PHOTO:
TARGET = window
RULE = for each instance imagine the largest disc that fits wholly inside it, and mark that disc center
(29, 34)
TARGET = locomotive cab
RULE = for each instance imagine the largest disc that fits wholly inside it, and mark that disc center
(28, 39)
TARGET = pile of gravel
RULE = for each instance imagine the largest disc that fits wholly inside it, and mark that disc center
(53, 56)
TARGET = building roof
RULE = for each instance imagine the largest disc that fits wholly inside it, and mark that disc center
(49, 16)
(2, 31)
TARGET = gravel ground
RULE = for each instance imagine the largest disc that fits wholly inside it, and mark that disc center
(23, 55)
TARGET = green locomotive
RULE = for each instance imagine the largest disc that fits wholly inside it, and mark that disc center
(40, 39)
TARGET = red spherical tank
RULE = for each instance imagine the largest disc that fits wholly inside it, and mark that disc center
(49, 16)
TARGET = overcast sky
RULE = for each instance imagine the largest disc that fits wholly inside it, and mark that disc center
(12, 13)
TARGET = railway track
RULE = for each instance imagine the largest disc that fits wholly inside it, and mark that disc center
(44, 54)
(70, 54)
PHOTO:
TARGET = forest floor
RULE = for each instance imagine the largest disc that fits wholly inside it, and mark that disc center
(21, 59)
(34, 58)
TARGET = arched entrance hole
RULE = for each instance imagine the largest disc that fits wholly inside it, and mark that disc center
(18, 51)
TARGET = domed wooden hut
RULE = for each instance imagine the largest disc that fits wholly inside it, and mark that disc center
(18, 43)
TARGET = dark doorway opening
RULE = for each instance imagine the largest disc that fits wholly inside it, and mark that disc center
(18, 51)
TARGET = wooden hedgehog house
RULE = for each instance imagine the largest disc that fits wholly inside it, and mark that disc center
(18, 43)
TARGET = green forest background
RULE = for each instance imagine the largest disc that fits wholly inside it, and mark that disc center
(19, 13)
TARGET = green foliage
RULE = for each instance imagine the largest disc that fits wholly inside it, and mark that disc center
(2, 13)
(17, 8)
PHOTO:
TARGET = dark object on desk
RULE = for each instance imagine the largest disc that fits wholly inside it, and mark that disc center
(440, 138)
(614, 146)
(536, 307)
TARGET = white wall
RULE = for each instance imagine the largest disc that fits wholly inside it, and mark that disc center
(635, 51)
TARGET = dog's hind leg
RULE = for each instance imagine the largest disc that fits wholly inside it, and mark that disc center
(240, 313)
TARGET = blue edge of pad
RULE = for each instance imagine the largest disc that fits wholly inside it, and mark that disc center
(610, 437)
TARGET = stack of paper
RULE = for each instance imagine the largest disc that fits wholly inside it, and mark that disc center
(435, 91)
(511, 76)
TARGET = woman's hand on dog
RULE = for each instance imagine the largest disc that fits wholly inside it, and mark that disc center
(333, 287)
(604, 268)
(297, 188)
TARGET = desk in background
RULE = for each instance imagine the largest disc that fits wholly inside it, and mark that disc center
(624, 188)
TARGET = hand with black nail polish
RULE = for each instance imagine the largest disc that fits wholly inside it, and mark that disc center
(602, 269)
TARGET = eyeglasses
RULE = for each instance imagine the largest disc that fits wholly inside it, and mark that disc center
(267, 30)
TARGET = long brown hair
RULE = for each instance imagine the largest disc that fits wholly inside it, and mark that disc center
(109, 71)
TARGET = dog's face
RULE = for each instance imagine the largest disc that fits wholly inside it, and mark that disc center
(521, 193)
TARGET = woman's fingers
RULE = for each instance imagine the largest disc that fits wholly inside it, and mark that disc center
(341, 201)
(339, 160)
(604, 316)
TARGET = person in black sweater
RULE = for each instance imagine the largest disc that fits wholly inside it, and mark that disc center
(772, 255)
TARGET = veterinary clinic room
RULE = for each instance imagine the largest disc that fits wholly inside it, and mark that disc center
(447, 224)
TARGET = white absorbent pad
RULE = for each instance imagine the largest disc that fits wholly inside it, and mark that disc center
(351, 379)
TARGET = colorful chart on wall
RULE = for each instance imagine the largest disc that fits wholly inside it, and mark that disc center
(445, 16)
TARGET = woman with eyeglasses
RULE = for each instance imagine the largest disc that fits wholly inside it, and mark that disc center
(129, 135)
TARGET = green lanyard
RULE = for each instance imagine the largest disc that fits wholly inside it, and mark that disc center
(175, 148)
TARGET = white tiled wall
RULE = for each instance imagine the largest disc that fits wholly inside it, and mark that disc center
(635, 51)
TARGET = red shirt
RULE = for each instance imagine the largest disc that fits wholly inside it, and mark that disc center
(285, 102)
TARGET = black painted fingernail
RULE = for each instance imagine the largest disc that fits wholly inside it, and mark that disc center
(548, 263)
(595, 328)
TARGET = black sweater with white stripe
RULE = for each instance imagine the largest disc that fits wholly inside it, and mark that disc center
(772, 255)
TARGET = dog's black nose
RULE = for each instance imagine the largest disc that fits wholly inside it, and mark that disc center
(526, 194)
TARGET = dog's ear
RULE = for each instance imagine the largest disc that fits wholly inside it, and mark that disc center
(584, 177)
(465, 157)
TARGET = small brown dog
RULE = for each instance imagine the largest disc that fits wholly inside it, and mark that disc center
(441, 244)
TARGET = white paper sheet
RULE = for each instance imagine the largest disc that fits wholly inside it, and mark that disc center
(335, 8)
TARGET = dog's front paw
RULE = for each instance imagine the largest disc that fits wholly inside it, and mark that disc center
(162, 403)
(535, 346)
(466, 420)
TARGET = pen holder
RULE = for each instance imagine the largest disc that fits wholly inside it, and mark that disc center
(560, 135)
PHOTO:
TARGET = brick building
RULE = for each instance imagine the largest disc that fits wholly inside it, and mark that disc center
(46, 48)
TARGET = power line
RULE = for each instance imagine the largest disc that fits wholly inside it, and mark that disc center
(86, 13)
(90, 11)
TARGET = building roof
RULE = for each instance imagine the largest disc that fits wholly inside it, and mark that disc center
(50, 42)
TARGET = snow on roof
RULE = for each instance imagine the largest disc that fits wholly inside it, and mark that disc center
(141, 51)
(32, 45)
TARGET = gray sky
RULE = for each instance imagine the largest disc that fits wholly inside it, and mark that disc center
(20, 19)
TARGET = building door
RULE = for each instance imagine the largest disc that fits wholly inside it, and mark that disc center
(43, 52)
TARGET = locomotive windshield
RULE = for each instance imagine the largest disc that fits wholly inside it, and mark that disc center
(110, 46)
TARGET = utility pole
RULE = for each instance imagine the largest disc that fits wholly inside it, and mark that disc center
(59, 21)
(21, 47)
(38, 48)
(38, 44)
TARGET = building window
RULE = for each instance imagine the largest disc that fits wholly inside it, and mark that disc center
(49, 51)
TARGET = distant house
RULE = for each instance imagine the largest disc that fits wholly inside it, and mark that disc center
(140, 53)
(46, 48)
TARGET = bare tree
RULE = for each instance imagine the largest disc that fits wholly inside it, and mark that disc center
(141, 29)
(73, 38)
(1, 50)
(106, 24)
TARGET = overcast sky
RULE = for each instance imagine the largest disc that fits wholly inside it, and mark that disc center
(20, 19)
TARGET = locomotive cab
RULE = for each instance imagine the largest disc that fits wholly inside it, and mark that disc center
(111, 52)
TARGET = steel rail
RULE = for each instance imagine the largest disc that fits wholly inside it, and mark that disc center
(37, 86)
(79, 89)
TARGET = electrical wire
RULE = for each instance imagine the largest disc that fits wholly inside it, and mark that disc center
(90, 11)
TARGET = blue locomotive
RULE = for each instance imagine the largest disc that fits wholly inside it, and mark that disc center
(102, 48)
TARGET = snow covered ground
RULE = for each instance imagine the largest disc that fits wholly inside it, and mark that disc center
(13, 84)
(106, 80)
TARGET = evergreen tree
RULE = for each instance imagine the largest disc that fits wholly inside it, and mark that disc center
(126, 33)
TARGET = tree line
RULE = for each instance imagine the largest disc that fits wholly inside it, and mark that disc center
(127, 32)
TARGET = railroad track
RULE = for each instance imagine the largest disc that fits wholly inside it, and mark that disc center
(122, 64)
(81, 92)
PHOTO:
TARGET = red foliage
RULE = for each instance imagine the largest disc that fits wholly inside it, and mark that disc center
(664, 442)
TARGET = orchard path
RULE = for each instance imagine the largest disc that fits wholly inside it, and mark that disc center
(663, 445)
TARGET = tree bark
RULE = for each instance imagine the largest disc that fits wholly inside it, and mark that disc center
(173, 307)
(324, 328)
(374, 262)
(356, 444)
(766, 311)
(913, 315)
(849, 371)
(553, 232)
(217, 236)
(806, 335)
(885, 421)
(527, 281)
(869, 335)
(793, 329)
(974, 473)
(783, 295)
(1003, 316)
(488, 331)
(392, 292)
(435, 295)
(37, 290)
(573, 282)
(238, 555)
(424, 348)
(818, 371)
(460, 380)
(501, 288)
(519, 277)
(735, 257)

**Exercise brief**: Beginning at the line that holds "TARGET = bare tree", reproduce each line of the records above down to and including the last one.

**Exercise solution**:
TARGET = bare tree
RULE = for each instance imagine the largest disc that fits wholly inside it, and mark that disc center
(141, 29)
(73, 38)
(1, 50)
(106, 24)
TARGET = overcast sky
RULE = for each instance imagine the largest disc that fits wholly inside it, and mark that disc center
(20, 19)
TARGET = locomotive cab
RULE = for each instance imagine the largest disc that fits wholly inside it, and mark that disc center
(111, 52)
TARGET = steel rail
RULE = for each instance imagine the largest disc that fits wholly inside it, and mark that disc center
(37, 86)
(79, 89)
TARGET = electrical wire
RULE = for each instance imagine the largest disc that fits wholly inside it, and mark that disc center
(90, 11)
TARGET = blue locomotive
RULE = for each instance imagine the largest disc that fits wholly inside it, and mark that disc center
(102, 48)
TARGET = snow covered ground
RULE = for each instance imagine the largest disc that fits wholly inside it, and mark that disc center
(13, 84)
(106, 80)
TARGET = evergreen tree
RULE = for each instance imagine the largest disc that fits wholly inside it, and mark that disc center
(126, 33)
TARGET = tree line
RULE = for each instance imagine the largest disc that fits wholly inside it, and mark that disc center
(127, 32)
TARGET = railroad track
RULE = for each instance imagine the largest disc that fits wholly inside it, and mark that disc center
(122, 64)
(81, 92)
PHOTO:
TARGET = red foliage
RULE = for each instance imagine the largest disc that fits wholly inside it, and mark that disc center
(664, 442)
TARGET = orchard path
RULE = for each instance imagine the largest disc that fits wholly inside it, and mark that disc center
(663, 445)
TARGET = tree bark
RULE = for each instance imagine the largest disc that fits wholly inside it, and mark that disc center
(173, 307)
(324, 328)
(374, 262)
(356, 444)
(766, 311)
(913, 315)
(849, 371)
(553, 232)
(217, 236)
(806, 335)
(885, 421)
(527, 281)
(869, 335)
(793, 329)
(974, 473)
(783, 295)
(1003, 316)
(488, 331)
(392, 292)
(435, 295)
(37, 290)
(573, 282)
(238, 555)
(424, 348)
(818, 371)
(460, 380)
(501, 288)
(519, 277)
(735, 257)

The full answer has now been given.